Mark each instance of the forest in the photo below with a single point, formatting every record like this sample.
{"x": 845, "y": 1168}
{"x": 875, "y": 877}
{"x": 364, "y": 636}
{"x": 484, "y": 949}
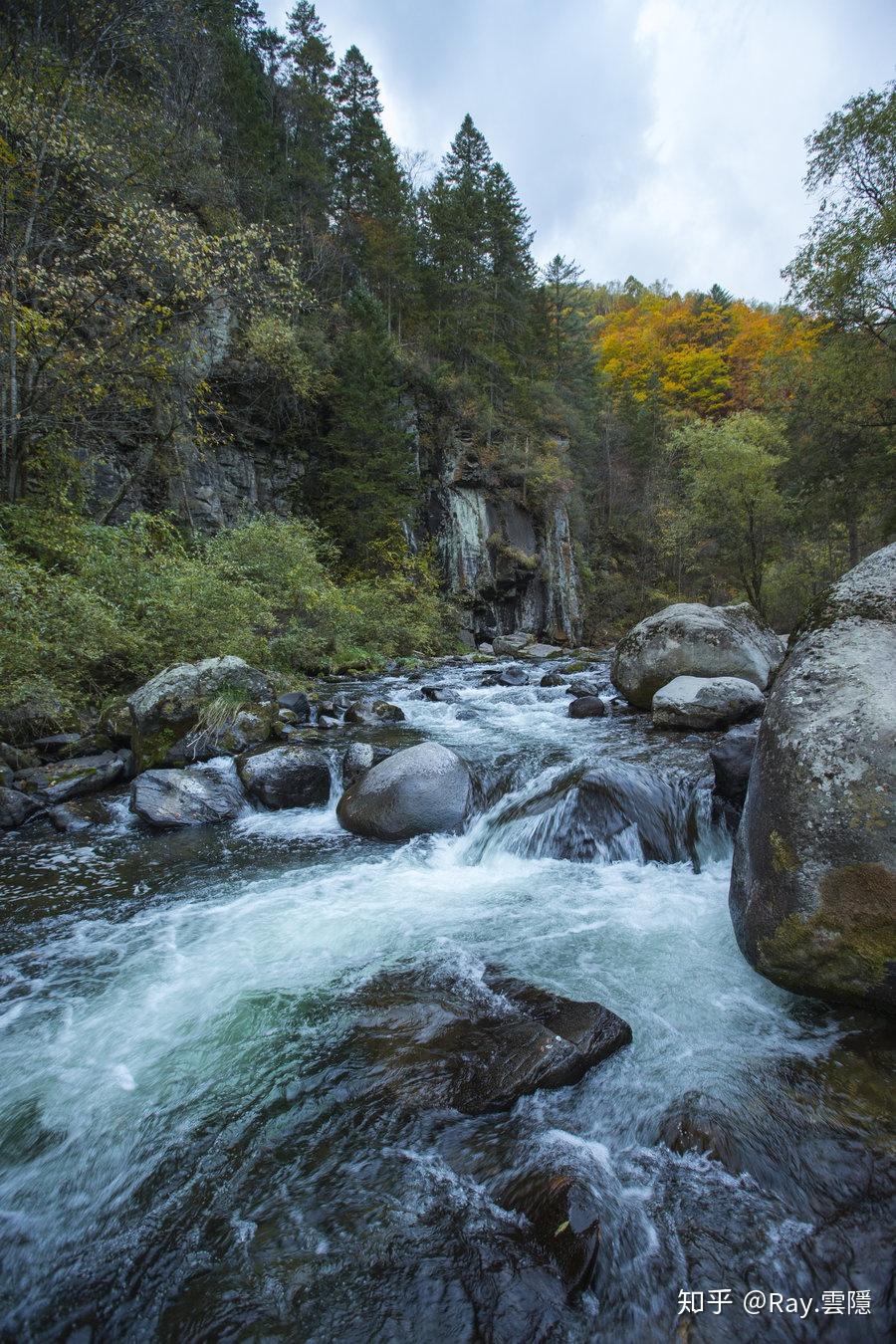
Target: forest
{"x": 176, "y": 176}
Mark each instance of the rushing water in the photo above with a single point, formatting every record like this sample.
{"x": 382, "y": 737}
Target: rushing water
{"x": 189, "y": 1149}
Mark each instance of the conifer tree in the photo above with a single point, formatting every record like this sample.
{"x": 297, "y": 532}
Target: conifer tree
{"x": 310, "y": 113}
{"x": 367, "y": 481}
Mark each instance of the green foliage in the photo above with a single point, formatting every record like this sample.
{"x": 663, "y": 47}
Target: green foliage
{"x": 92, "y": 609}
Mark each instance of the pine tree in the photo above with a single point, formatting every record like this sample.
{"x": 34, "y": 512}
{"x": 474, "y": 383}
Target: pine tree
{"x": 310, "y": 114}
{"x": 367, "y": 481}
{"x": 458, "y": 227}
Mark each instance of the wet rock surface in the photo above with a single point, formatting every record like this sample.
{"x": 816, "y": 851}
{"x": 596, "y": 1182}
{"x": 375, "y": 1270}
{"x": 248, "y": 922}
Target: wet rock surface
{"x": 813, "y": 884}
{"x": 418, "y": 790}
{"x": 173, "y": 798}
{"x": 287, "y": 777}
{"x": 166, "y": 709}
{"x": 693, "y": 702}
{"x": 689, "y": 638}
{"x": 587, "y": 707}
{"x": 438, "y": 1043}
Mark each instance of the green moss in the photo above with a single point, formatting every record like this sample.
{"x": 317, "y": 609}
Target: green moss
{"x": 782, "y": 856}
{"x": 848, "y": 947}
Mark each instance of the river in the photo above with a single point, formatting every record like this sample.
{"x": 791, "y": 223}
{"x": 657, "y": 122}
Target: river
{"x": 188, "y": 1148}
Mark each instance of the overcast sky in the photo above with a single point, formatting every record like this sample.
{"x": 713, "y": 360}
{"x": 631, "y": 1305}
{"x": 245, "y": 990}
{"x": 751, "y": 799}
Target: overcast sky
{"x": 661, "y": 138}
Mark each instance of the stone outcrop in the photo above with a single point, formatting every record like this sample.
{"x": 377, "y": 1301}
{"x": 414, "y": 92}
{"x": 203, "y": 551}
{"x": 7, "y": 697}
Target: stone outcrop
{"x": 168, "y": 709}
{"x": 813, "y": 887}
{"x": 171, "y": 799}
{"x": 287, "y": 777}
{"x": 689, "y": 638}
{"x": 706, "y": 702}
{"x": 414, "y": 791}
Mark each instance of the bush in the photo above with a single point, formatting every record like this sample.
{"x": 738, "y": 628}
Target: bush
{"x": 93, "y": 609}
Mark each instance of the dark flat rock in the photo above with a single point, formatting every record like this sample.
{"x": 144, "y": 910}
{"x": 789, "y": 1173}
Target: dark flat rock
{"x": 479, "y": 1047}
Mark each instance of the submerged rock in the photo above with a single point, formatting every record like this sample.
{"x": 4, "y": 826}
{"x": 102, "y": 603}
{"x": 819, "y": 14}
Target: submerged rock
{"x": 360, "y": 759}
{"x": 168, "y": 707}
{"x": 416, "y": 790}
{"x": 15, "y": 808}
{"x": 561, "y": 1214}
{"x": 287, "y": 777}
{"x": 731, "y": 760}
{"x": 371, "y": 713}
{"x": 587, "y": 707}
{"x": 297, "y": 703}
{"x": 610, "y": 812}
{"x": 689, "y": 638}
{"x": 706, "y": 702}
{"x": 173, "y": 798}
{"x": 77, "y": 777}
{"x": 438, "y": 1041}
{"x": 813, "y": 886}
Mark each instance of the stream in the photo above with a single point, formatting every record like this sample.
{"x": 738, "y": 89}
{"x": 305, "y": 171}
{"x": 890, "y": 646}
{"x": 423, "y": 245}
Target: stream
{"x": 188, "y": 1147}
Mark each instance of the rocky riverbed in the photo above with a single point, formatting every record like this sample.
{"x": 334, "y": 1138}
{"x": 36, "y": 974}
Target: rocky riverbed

-------------------------

Nothing but the lines from the one with "Mark each instance of the river" through the last line should be repeated, each exactly as it stands.

Mark each instance of the river in the photo above with a single point, formatting every record like this sample.
{"x": 791, "y": 223}
{"x": 657, "y": 122}
Target: river
{"x": 188, "y": 1148}
Mark each instance of the overcast sky in the photo above with a single point, formatting every record like this sample.
{"x": 713, "y": 360}
{"x": 631, "y": 1305}
{"x": 245, "y": 990}
{"x": 751, "y": 799}
Target: overcast sky
{"x": 661, "y": 138}
Mark each instance of the stone outcrop in the photo above with a single point, formatting every record like this sample.
{"x": 377, "y": 1301}
{"x": 414, "y": 92}
{"x": 203, "y": 551}
{"x": 7, "y": 697}
Target: stone outcrop
{"x": 168, "y": 709}
{"x": 813, "y": 887}
{"x": 171, "y": 799}
{"x": 287, "y": 777}
{"x": 689, "y": 638}
{"x": 706, "y": 702}
{"x": 414, "y": 791}
Mark each instance of the bush in the photo above with a single point, formatting every record like this sample.
{"x": 738, "y": 628}
Target: bush
{"x": 93, "y": 609}
Mark each instance of the dark flat rock in the photo above with a single point, formatting every record like this sample.
{"x": 144, "y": 910}
{"x": 789, "y": 1173}
Target: dark flat rock
{"x": 479, "y": 1047}
Mark each instance of the submerged rock in the photo above with a single point, formatting every record like this sample.
{"x": 4, "y": 826}
{"x": 102, "y": 603}
{"x": 819, "y": 14}
Target: submerged rock
{"x": 360, "y": 759}
{"x": 168, "y": 707}
{"x": 416, "y": 790}
{"x": 15, "y": 808}
{"x": 561, "y": 1214}
{"x": 287, "y": 777}
{"x": 731, "y": 760}
{"x": 371, "y": 713}
{"x": 587, "y": 707}
{"x": 297, "y": 703}
{"x": 610, "y": 812}
{"x": 689, "y": 638}
{"x": 706, "y": 702}
{"x": 173, "y": 798}
{"x": 77, "y": 777}
{"x": 438, "y": 1041}
{"x": 813, "y": 886}
Mark each instance of the stream in the photo above with a single point, formatting every record like this sample.
{"x": 738, "y": 89}
{"x": 305, "y": 171}
{"x": 890, "y": 646}
{"x": 423, "y": 245}
Target: stream
{"x": 188, "y": 1147}
Mark each instance of the rocky riverbed in the photo above with a single point, formatting every record like this sample.
{"x": 334, "y": 1138}
{"x": 36, "y": 974}
Target: rocky riverbed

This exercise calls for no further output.